→ PROMPT
Nothing should be left out: output all of the entries exactly.
━━━
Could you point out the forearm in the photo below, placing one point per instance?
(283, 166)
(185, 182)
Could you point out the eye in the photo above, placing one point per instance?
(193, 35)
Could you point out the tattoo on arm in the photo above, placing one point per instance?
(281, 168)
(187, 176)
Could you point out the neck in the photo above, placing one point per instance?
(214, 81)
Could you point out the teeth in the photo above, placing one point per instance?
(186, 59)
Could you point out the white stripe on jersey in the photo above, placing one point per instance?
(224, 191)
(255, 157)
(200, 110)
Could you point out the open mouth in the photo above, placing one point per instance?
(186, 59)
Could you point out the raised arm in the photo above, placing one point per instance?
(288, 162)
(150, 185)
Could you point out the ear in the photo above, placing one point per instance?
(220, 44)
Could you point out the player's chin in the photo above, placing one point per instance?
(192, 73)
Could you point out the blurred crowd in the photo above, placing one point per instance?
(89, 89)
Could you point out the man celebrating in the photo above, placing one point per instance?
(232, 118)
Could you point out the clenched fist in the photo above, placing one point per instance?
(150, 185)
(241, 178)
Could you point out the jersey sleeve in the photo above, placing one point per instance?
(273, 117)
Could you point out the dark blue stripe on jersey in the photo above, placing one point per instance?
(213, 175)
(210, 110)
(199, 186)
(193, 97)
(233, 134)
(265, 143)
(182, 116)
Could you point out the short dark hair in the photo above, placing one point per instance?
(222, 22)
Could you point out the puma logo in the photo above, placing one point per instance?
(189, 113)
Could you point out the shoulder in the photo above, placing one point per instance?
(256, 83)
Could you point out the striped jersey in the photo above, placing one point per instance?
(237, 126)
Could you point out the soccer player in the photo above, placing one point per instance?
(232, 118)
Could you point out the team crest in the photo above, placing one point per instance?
━━━
→ FINISHED EXERCISE
Could you point out the forearm in the photo below, placing one point per instance?
(283, 166)
(185, 182)
Could you point out the eye in the photo above, placing one point per instance?
(193, 35)
Could you point out the tattoo on arm in the photo above, placing one point per instance?
(281, 168)
(187, 176)
Could you point out the neck in the photo above, placing one point per instance?
(214, 81)
Could you point out the teeth in the photo above, placing one point per instance?
(186, 59)
Could you point out the white stripe on jersey in the photo above, placing one point per instance?
(224, 191)
(255, 157)
(200, 110)
Could you point out the open mouth in the photo above, placing one point per instance?
(186, 59)
Could you point out the raised arm in the photo above, placing one point per instance?
(288, 162)
(150, 185)
Could you point out the ear in the photo above, placing one point per instance?
(220, 44)
Could you point out the player's chin in the photo above, placing one point per instance?
(192, 73)
Could you point out the blurred crowd in the photo above, placing one point per instance?
(89, 89)
Could you point out the man celebrating in the photo above, placing one point per instance?
(232, 118)
Could you point out the clenched fist in the photo above, placing one point per instance?
(150, 185)
(241, 178)
Could you point out the jersey sleeve in the photo above, placing one point per instance?
(273, 117)
Could you point out the dark blue stripe on jersey in the photo above, placing one point per instance?
(213, 175)
(210, 110)
(199, 186)
(193, 97)
(233, 134)
(265, 143)
(182, 116)
Could you point out the short dark hair in the photo above, placing one point per instance?
(222, 22)
Could you point out the puma logo in the photo above, placing one point per instance?
(189, 113)
Could you point out the shoulder in the photo above, placing one point per instance?
(256, 83)
Could you point out the striped jersey in the photo above, placing one point per instance?
(237, 126)
Could you point out the soccer player in the photo above, placing one point per instance?
(232, 118)
Could you point out the team crest in the photo above, placing one point per instance?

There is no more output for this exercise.